Excerpt:
The past week saw a dynamic in financial markets that, not long ago, would have been deemed quite unusual: Prices of all kinds of assets, from safe government bonds to risky stocks, rose together. German bunds and U.S. Treasuries gained, pushing yields lower, as the Standard & Poor’s 500 Index approached its all-time high.

The movements continued to confound the once-traditional pattern, in which bond prices rise and stock prices fall when investors expect the economy to perform poorly, and vice versa. There are various explanations, some more consequential than others.

One interpretation is that investors expect hyperactive central bankers to remain their best friends, buoying markets with continued unconventional policies. Last week’s disappointing economic data out of the U.S. and Europe would support this view, putting pressure on the Federal Reserve and the European Central Bank to be more accommodative than they otherwise would.

By demonstrating a consistent willingness and ability to contain market volatility and bolster the prices of financial assets, essentially divorcing equity performance from that of the underlying economy, central bankers have managed to bring more money off the sidelines and into the market. Lower borrowing costs have also boosted companies’ actual profitability, allowing them to return more money to shareholders in the form of dividends and share buybacks, as has the notion that we are in a lower historical interest-rate paradigm.

That’s the optimistic view. It is also valid and, given how well it has played out, deeply entrenched in markets. But it may be only part of a less comforting explanation relating to the view that, at current valuations, bond investors may be reacting to something that the stock market has yet to recognize.

Request:
Condense the paragraph of the market commentary that begins "By demonstrating a consistent willingness" into a short bulleted list that keeps its main facts.

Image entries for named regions
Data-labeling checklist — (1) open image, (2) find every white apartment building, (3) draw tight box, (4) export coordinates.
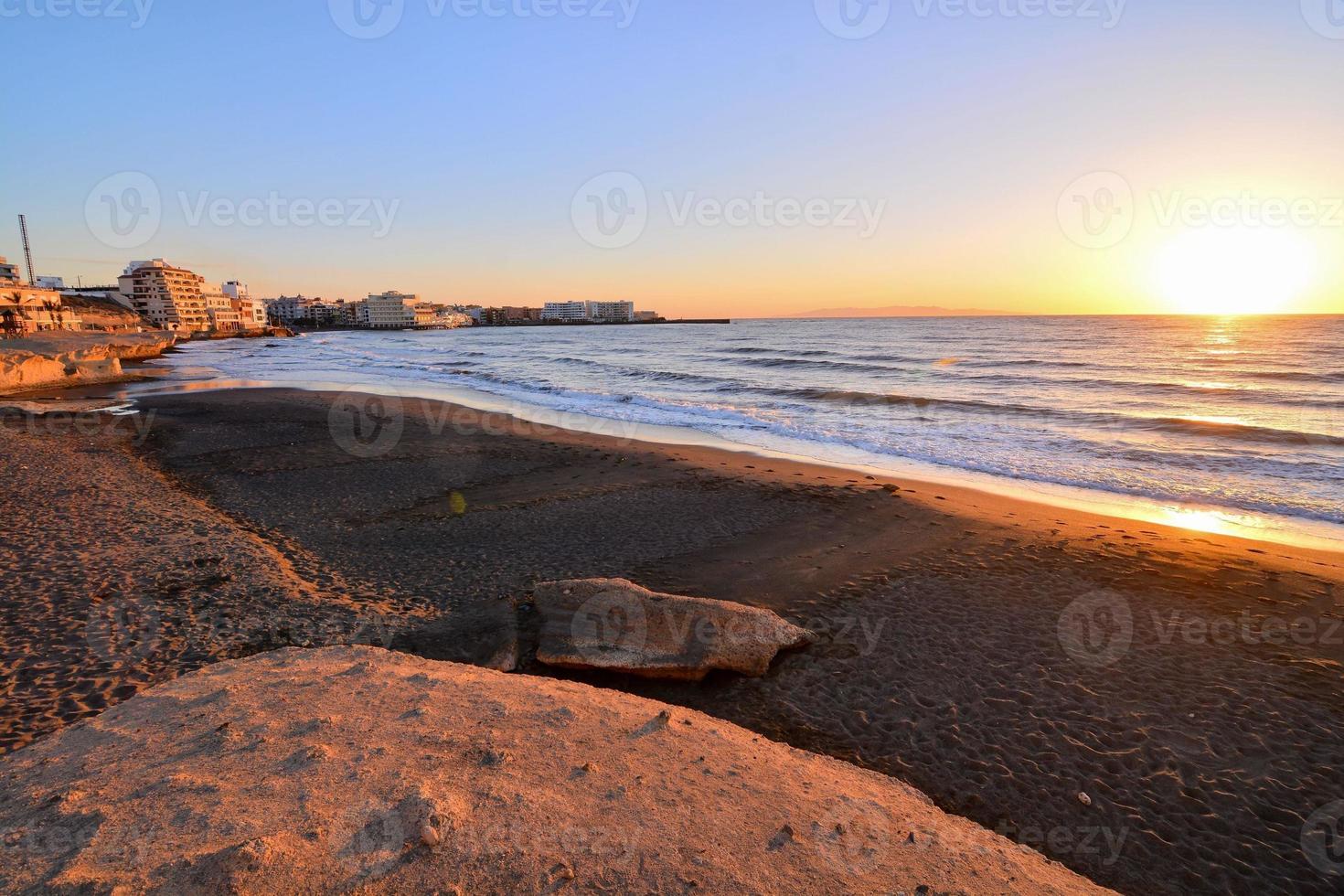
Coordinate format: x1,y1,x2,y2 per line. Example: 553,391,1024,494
541,303,635,324
541,303,589,321
355,289,420,329
117,258,209,330
266,295,320,325
200,290,250,330
587,303,635,324
224,280,266,329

Output of the exercise:
- Central bankers have consistently shown they are willing and able to contain market volatility and prop up financial asset prices, largely separating stock performance from the underlying economy.
- This has drawn more money off the sidelines and into the market.
- Lower borrowing costs have increased companies' actual profitability, so they can return more money to shareholders through dividends and share buybacks.
- The idea that we are in a lower historical interest-rate paradigm has had the same effect.